任务目标 -
请依据下文原文回答：
(a) Input 部分规定的学校数量 N 的取值范围是多少？
(b) 解题思路中，只有一个强连通分量时，问题二的答案是多少？
(c) 代码中常量 MAXN 被定义为多少？

原文 -
= = = = =

POJ 1236 Network of Schools（强连通 + 想法）- from lanshui_Yang

Description

A number of schools are connected to a computer network. Agreements have been developed among those schools: each school maintains a list of schools to which it distributes software (the “receiving schools”). Note that if B is in the distribution list of school A, then A does not necessarily appear in the list of school B 
You are to write a program that computes the minimal number of schools that must receive a copy of the new software in order for the software to reach all schools in the network according to the agreement (Subtask A). As a further task, we want to ensure that by sending the copy of new software to an arbitrary school, this software will reach all schools in the network. To achieve this goal we may have to extend the lists of receivers by new members. Compute the minimal number of extensions that have to be made so that whatever school we send the new software to, it will reach all other schools (Subtask B). One extension means introducing one new member into the list of receivers of one school. 

Input

The first line contains an integer N: the number of schools in the network (2 <= N <= 100). The schools are identified by the first N positive integers. Each of the next N lines describes a list of receivers. The line i+1 contains the identifiers of the receivers of school i. Each list ends with a 0. An empty list contains a 0 alone in the line.

Output

Your program should write two lines to the standard output. The first line should contain one positive integer: the solution of subtask A. The second line should contain the solution of subtask B.

Sample Input

5
2 4 3 0
4 5 0
0
0
1 0

Sample Output

1
2

    题目大意：有n个学校，学校之间可以传递信息，例如学校 a 可以 传达信息给 b ， 即a ——> b , 但 b 不一定 能传递信息给 a 。 告诉你每个学校能够向哪些学校传递信息，然后有两个问题：

    问题一：至少要向几个学校传递 原始 信息，才能保证所有学校都能收到信息。

    问题二：至少要添加多少组关系（每组关系类型如右：a 可以 向 b 传递信息），才能保证 给任意一个学校原始信息后，其他所有学校都能收到信息。

    解题思路：这道题其实就是一个有n个顶点的有向图，先用 tarjan 缩点 ， 然后分别统计出 入度为0 和 出度为0 的强连通分量个数ansA 和 ansB，那么， 问题一的答案就是ansA , 问题二的答案就是max（ansA ， ansB），但是有特例：当只有一个强连通分量时，问题二的答案就是0 。

    下面用两张图来说明一下问题二的连边方式：

    请看代码：

#include<iostream>
#include<cstring>
#include<string>
#include<algorithm>
#include<cmath>
#include<cstdio>
#include<vector>
#define mem(a , b) memset(a , b , sizeof(a))
using namespace std ;
const int MAXN = 105 ;
vector<int> G[MAXN] ;
int id[MAXN] ; // 记录缩点后每个顶点所属的强连通分量
int tmpdfn ;
int low[MAXN] ;
int dfn[MAXN] ;
int stap[MAXN] ; // 模拟栈
bool vis[MAXN] ;
int ind[MAXN] ; // 统计每个强连通分量的入度
int od[MAXN] ;  // 统计每个强连通分量的出度
int top ;
int component ; // 统计强连通分量数量
int n ;
int ansA ;
int ansB ;
const int INF = 0x7fffffff ;
void chu()

= = = = =

数据条目 -
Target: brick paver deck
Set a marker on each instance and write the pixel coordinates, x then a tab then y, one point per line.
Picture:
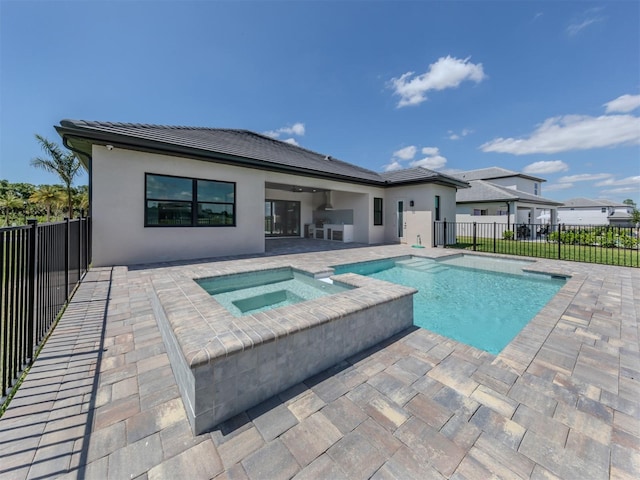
101	401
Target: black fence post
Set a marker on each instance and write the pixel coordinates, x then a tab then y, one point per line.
475	226
559	242
444	239
495	234
79	248
31	287
66	258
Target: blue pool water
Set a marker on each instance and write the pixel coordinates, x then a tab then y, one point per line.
464	298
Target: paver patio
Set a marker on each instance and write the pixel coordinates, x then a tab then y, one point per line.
101	400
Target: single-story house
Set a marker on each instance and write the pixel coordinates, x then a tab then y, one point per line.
504	196
584	211
164	193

= = = = =

最终结果 -
(a) 2 <= N <= 100
(b) 0
(c) 105